==== Data for this exercise
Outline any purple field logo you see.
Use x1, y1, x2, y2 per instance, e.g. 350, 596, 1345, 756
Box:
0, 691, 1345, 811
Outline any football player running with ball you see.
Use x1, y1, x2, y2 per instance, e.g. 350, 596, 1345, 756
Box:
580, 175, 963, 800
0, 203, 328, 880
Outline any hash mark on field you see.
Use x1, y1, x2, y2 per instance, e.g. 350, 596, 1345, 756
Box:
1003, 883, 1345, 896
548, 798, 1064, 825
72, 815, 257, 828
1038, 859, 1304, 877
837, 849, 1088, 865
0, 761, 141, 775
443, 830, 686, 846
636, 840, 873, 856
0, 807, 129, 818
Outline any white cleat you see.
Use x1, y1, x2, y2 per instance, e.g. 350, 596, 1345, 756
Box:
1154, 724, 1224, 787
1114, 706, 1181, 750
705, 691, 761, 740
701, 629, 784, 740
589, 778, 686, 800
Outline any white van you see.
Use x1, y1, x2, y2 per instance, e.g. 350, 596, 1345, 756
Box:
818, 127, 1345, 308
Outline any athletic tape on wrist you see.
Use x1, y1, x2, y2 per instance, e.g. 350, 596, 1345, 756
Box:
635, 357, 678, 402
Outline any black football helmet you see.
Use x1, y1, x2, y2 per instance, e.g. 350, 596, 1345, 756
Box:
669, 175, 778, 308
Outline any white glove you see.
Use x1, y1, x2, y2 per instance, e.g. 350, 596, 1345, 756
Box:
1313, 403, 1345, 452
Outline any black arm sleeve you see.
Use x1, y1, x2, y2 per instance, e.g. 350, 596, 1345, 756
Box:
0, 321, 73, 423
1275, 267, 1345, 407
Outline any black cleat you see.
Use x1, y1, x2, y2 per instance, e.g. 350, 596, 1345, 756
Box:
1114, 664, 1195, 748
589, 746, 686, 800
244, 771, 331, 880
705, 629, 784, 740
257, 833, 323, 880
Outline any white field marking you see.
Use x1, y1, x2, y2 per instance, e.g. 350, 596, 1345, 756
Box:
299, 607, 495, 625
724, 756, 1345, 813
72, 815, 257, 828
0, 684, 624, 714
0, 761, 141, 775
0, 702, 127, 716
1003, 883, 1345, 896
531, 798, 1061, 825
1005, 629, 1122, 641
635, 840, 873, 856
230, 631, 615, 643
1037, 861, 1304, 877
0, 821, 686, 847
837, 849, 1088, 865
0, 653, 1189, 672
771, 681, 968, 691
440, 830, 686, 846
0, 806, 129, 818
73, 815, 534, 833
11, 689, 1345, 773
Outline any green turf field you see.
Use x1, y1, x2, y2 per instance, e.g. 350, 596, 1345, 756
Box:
========
**Exercise prompt**
Please reproduce every item above word for word, with no changes.

**Result**
Outline any purple field logo you see.
Use x1, y1, x2, y2 per instance, e.g. 350, 596, 1345, 756
Box:
0, 691, 1345, 811
Outline any football player running with ball you see.
Use x1, y1, x2, y2 per instance, e.g. 350, 596, 1345, 756
Box:
580, 175, 963, 800
0, 203, 328, 880
Outline any hash mark on field you see.
Use x1, y1, x2, y2 per instance, e.g. 350, 596, 1345, 756
Box:
1003, 883, 1345, 896
548, 798, 1064, 825
72, 815, 257, 828
1038, 859, 1304, 877
837, 849, 1088, 865
0, 761, 141, 775
443, 830, 686, 846
636, 840, 873, 856
0, 807, 129, 818
Outline any white cleat you see.
Use x1, y1, x2, y2 per instance, e.g. 350, 596, 1345, 756
Box:
1154, 724, 1224, 787
1114, 706, 1181, 750
705, 691, 761, 740
701, 629, 784, 740
589, 778, 686, 800
Outline any white van you see.
Use x1, y1, x2, y2 per instance, e.g. 350, 596, 1345, 756
Box:
818, 127, 1345, 308
Outline any athletic tape on wrist you see.
Use x1, y1, x2, y2 per instance, e.g. 350, 596, 1345, 756
Box:
635, 357, 678, 402
Outline any black football helmet you see.
Use x1, y1, x2, y2 per instance, e.g. 350, 596, 1345, 756
Box:
669, 175, 778, 308
Outline any white glove you see.
Use x1, y1, x2, y2 per instance, e.g. 350, 596, 1345, 756
Box:
1313, 403, 1345, 452
Outline any black arm sleeve you see.
Use x1, y1, x2, y2 per instance, e.g. 350, 596, 1345, 756
Box:
0, 321, 73, 423
1275, 267, 1345, 407
Outline any black cleat you see.
Use x1, y1, x2, y2 per instance, e.g. 350, 596, 1345, 756
Box:
1114, 664, 1195, 748
589, 746, 686, 800
244, 771, 331, 880
705, 629, 784, 740
257, 833, 323, 880
Outline any white field marking you see.
Use x1, y1, x2, y2 per instance, e.g. 350, 596, 1345, 756
Box:
299, 607, 495, 625
724, 756, 1345, 813
72, 815, 257, 828
0, 684, 624, 714
0, 761, 141, 775
0, 702, 127, 716
1003, 883, 1345, 896
531, 798, 1061, 825
1005, 629, 1122, 641
635, 840, 873, 856
230, 631, 615, 643
1037, 861, 1304, 877
0, 821, 686, 847
837, 849, 1088, 865
0, 653, 1189, 672
771, 681, 968, 691
440, 830, 686, 846
0, 806, 129, 818
73, 815, 534, 833
11, 689, 1345, 773
Outline any green turf field you see.
Use x1, y1, x2, y2 per instance, e.g. 350, 596, 1345, 756
Box:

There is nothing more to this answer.